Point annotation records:

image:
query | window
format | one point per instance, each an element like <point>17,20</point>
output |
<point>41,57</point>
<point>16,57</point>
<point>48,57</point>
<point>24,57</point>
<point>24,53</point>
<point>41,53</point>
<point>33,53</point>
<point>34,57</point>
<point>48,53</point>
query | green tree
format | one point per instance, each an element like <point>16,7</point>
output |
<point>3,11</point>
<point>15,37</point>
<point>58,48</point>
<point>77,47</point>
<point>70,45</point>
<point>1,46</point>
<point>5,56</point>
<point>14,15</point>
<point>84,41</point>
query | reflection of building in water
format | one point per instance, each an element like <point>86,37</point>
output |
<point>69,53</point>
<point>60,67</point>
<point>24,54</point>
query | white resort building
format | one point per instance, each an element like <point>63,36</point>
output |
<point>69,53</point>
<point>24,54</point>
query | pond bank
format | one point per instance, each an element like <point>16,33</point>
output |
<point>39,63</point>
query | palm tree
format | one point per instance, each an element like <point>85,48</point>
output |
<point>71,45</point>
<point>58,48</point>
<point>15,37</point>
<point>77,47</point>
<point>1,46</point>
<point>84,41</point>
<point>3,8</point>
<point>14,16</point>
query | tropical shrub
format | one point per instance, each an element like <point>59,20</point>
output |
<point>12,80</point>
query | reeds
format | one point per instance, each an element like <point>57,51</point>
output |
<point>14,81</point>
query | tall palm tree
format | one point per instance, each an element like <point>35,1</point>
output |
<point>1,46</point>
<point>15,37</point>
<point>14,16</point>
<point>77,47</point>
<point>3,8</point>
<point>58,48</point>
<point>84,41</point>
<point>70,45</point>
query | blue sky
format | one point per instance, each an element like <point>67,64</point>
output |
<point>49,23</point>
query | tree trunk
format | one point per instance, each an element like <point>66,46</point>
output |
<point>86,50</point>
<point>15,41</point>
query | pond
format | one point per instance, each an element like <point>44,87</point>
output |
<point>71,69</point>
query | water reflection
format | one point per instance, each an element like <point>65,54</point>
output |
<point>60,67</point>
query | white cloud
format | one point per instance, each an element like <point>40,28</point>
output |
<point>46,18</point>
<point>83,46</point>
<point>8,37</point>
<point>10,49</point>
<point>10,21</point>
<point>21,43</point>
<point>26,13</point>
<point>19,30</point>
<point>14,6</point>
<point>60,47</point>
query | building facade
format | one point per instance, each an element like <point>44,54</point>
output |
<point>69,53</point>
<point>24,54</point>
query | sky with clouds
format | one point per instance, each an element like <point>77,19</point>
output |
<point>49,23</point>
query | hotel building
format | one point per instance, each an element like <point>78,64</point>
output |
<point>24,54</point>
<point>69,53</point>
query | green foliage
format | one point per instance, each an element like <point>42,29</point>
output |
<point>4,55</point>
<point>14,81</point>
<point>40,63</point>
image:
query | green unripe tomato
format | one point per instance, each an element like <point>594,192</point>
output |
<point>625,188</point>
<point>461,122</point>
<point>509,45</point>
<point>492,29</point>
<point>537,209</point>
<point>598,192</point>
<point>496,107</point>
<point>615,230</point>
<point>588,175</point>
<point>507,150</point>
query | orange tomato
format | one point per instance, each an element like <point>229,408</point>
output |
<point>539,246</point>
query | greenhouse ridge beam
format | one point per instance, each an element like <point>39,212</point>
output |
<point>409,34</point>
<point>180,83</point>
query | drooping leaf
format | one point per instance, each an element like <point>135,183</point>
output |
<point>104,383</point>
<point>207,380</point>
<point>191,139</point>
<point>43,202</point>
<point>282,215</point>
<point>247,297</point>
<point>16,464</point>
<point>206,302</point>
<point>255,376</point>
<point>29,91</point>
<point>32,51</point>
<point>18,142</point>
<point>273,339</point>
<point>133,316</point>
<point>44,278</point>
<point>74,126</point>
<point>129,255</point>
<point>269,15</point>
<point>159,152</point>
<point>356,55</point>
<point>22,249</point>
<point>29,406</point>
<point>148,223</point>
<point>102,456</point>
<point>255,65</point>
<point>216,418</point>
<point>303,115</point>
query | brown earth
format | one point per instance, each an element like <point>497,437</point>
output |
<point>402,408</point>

Prompt:
Word for word, quote all of the data above.

Result below:
image:
query | window
format | one point per instance, each an element like <point>17,20</point>
output |
<point>41,57</point>
<point>16,57</point>
<point>48,57</point>
<point>24,57</point>
<point>24,53</point>
<point>41,53</point>
<point>33,53</point>
<point>34,57</point>
<point>48,53</point>
query | green tree
format | one point per instance, each an element like <point>16,7</point>
output |
<point>3,11</point>
<point>15,37</point>
<point>58,48</point>
<point>77,47</point>
<point>70,45</point>
<point>1,46</point>
<point>5,56</point>
<point>14,15</point>
<point>84,41</point>
query | reflection of building in water
format | one point per instance, each an element like <point>86,37</point>
output |
<point>69,53</point>
<point>60,67</point>
<point>24,54</point>
query | white resort building
format | one point per instance, each an element like <point>63,36</point>
output |
<point>69,53</point>
<point>24,54</point>
query | pond bank
format | one point per instance, each an element like <point>16,33</point>
output |
<point>39,63</point>
query | palm tree
format | one point per instance, each an element like <point>85,48</point>
output |
<point>71,45</point>
<point>58,48</point>
<point>15,37</point>
<point>77,47</point>
<point>1,46</point>
<point>84,41</point>
<point>3,8</point>
<point>14,16</point>
query | tropical shrub
format | one point per instance, each an element like <point>59,20</point>
output |
<point>12,80</point>
query | reeds
format | one point per instance, each an element like <point>57,51</point>
output |
<point>14,81</point>
query | tall palm tree
format | one point per instance, each an element like <point>35,1</point>
output |
<point>1,46</point>
<point>15,37</point>
<point>14,16</point>
<point>77,47</point>
<point>3,8</point>
<point>58,48</point>
<point>84,41</point>
<point>70,45</point>
query | blue sky
format | one point per instance, each an element like <point>67,64</point>
output |
<point>49,23</point>
query | tree trunk
format | one point per instance, each an element like <point>66,46</point>
output |
<point>86,50</point>
<point>15,41</point>
query | pond
format | one point per instance, each an element like <point>44,87</point>
output |
<point>71,69</point>
query | water reflection
format | one point per instance, each an element like <point>65,54</point>
output |
<point>60,67</point>
query | white cloud
format | one point per instance, each an element like <point>40,28</point>
output |
<point>46,18</point>
<point>83,46</point>
<point>8,37</point>
<point>10,49</point>
<point>10,21</point>
<point>21,43</point>
<point>26,13</point>
<point>19,30</point>
<point>14,6</point>
<point>60,47</point>
query | building facade
format | one point per instance, each an element like <point>44,54</point>
output |
<point>69,53</point>
<point>24,54</point>
query | sky with clouds
format | one point per instance, each an element like <point>77,19</point>
output |
<point>49,23</point>
query | hotel building
format | one point per instance, each an element like <point>78,64</point>
output |
<point>24,54</point>
<point>69,53</point>
query | green foliage
format | one point per instance, each an element like <point>42,29</point>
output |
<point>4,55</point>
<point>14,81</point>
<point>40,63</point>
image:
query | green unripe tomato
format | one point per instance, each an element like <point>594,192</point>
output |
<point>625,188</point>
<point>461,122</point>
<point>509,45</point>
<point>492,29</point>
<point>537,209</point>
<point>598,192</point>
<point>496,107</point>
<point>615,230</point>
<point>588,175</point>
<point>507,150</point>
query | orange tomato
format | one point per instance, each an element like <point>229,408</point>
output |
<point>539,246</point>
query | greenhouse ridge beam
format | one point per instance, each an element like <point>39,212</point>
output |
<point>409,34</point>
<point>180,83</point>
query | drooping leaf
format | one point per instance, each an element like <point>135,183</point>
output |
<point>104,383</point>
<point>207,380</point>
<point>191,139</point>
<point>43,202</point>
<point>282,215</point>
<point>247,297</point>
<point>16,464</point>
<point>206,302</point>
<point>255,376</point>
<point>29,91</point>
<point>32,51</point>
<point>18,142</point>
<point>273,339</point>
<point>133,316</point>
<point>44,278</point>
<point>74,126</point>
<point>129,255</point>
<point>269,15</point>
<point>159,152</point>
<point>356,55</point>
<point>22,249</point>
<point>29,406</point>
<point>148,223</point>
<point>102,456</point>
<point>255,65</point>
<point>216,418</point>
<point>303,115</point>
query | brown earth
format | one point per instance, each an element like <point>497,437</point>
output |
<point>402,408</point>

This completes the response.